### What is being asked
Each line starting at the one that contains "of the black" and ending at the one that contains "the nhs logo" must be returned exactly, and the rest of the listing is left out.

[Dataset records]

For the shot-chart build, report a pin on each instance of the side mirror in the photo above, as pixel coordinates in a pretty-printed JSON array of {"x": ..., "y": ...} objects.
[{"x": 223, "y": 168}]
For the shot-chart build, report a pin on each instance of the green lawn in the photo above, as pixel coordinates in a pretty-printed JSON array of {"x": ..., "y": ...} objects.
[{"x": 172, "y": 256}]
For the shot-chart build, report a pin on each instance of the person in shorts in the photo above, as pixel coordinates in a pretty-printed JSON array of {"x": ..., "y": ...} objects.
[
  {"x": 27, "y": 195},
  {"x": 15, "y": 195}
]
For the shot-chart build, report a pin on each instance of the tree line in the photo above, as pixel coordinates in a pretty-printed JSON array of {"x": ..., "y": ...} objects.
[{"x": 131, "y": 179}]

[/Dataset records]
[Dataset records]

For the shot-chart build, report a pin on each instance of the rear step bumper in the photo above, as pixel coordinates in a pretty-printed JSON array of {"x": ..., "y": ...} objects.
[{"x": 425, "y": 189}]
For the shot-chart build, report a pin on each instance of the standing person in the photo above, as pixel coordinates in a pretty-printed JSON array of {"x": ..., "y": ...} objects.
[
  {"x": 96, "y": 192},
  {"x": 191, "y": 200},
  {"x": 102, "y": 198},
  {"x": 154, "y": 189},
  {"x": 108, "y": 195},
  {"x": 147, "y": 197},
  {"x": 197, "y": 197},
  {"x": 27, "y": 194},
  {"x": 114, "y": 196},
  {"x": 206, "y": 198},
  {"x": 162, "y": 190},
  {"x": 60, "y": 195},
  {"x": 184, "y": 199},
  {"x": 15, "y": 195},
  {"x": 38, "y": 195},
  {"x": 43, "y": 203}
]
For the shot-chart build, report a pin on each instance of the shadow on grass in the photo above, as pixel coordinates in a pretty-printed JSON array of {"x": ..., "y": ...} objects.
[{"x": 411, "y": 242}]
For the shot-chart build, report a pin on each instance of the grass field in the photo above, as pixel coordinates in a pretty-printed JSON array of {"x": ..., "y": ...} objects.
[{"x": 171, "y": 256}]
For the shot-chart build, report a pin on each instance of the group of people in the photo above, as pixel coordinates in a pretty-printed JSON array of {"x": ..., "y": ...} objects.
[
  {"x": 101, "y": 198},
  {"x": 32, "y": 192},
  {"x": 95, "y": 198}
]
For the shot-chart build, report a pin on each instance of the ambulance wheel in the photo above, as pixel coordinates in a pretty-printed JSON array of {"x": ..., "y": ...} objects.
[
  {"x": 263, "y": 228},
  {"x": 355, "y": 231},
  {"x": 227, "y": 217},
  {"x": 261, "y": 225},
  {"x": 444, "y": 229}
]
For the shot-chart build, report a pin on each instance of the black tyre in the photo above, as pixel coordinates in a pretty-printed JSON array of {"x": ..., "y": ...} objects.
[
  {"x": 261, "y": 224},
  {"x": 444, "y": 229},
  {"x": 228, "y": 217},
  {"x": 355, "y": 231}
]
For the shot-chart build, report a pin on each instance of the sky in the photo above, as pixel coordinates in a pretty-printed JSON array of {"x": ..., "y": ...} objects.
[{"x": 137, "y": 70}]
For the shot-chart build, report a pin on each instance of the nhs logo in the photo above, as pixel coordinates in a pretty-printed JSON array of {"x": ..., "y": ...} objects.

[/Dataset records]

### Final answer
For the shot-chart build, report a pin on each instance of the black tyre in the photo above, as pixel coordinates in a pretty-printed JSON array of {"x": ..., "y": ...} objects.
[
  {"x": 261, "y": 224},
  {"x": 444, "y": 229},
  {"x": 228, "y": 217},
  {"x": 355, "y": 231}
]
For the shot-chart build, report a pin on each instance of the sky in the photo above, as pixel coordinates in a pretty-printed JSON array of {"x": ..., "y": ...} objects.
[{"x": 137, "y": 70}]
For the shot-chart build, report a pin on each instance of the nhs logo in the photo above, as pixel coordinates in a pretty-printed JSON array of {"x": ..., "y": ...} objects.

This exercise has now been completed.